--- START QUOTED PASSAGE ---
After the speeches, the members of the Lincoln Club all had the pleasure of shaking the hand of General Garfield, and of hearing an individual welcome from his lips.

Two days afterwards, the Cuyahoga Veteran Corps came on a similar pilgrimage to Lawnfield, and were similarly well received. General M. D. Leggett, commander of the corps, made the introductory address; and, in answer, General Garfield said:

Comrades: Any man that can see twelve hundred comrades in his front-door yard has as much reason to be proud as for any thing that can well happen to him in this world. After that has happened, he need not much care what else happens, or what else don’t happen. To see twelve hundred men, from almost every regiment of the State, and from regiments and brigades and divisions of almost every other State—to see the consolidated field report of the survivors of the war, sixteen years after it is over—is a great sight for any man to look on. I greet you all with gratitude for this visit. Its personal compliment is great.
--- END QUOTED PASSAGE ---
In the Lawnfield passage, who made the introductory address when the Cuyahoga Veteran Corps visited? The data stands apart from the Lawnfield passage.
--- START DATASET EXTRACT ---
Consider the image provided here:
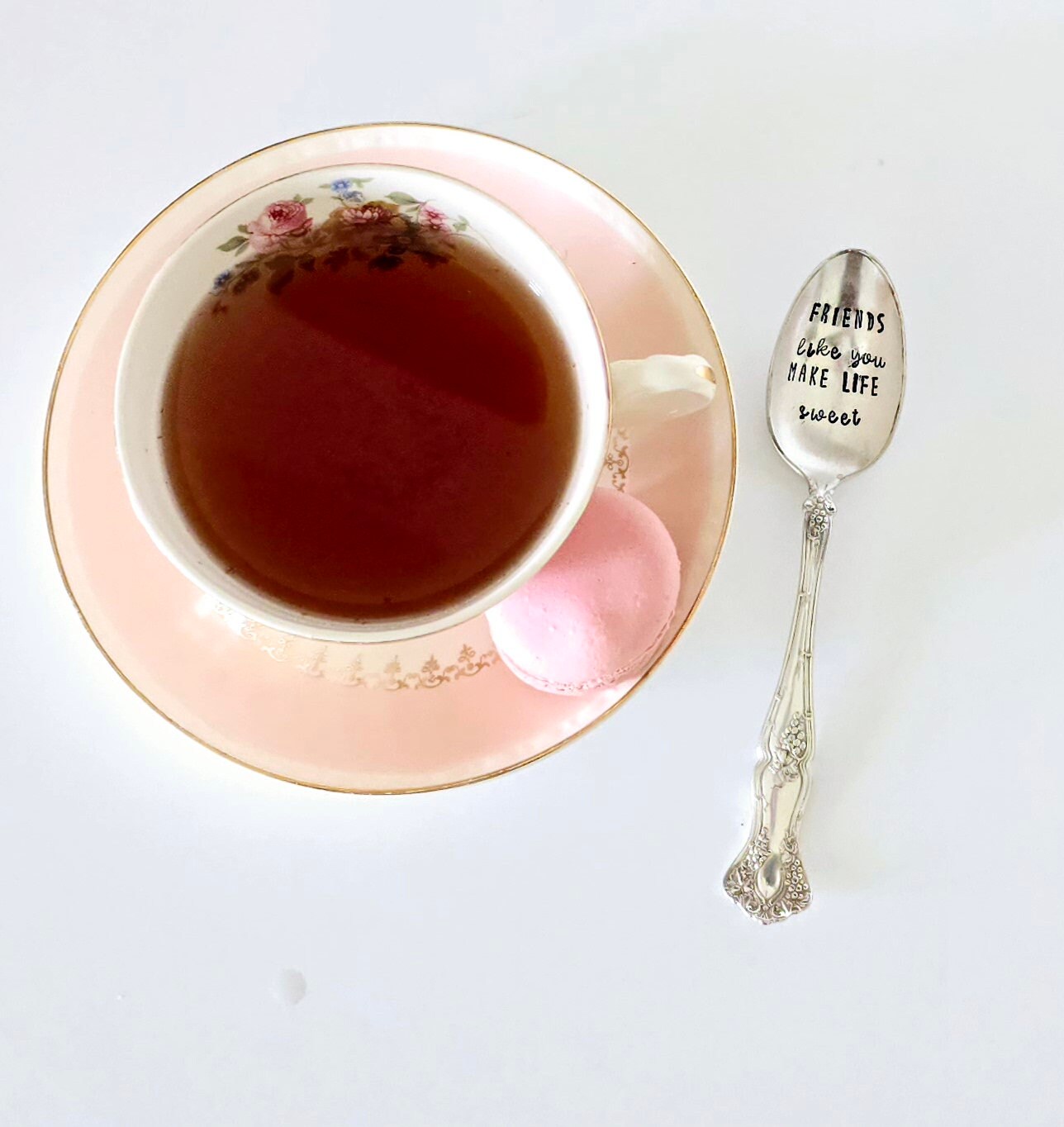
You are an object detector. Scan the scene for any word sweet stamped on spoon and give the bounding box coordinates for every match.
[724,250,905,923]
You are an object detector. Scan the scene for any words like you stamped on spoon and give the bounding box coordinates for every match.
[724,250,905,923]
[769,250,905,489]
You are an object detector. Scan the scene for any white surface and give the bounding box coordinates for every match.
[0,0,1064,1127]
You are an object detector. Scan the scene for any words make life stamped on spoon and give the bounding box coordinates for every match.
[724,250,905,923]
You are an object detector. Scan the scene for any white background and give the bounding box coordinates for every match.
[0,0,1064,1127]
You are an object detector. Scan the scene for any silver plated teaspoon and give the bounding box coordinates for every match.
[724,250,905,923]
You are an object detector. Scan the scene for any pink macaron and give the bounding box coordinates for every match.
[488,487,680,693]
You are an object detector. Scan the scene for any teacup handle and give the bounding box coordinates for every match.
[610,355,717,427]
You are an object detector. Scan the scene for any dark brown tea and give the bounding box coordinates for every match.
[162,239,578,620]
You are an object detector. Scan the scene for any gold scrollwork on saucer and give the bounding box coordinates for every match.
[211,602,499,692]
[604,427,631,492]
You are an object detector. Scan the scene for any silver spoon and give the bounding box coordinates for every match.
--- END DATASET EXTRACT ---
• _OUTPUT FOR THIS EXERCISE_
General M. D. Leggett, commander of the corps.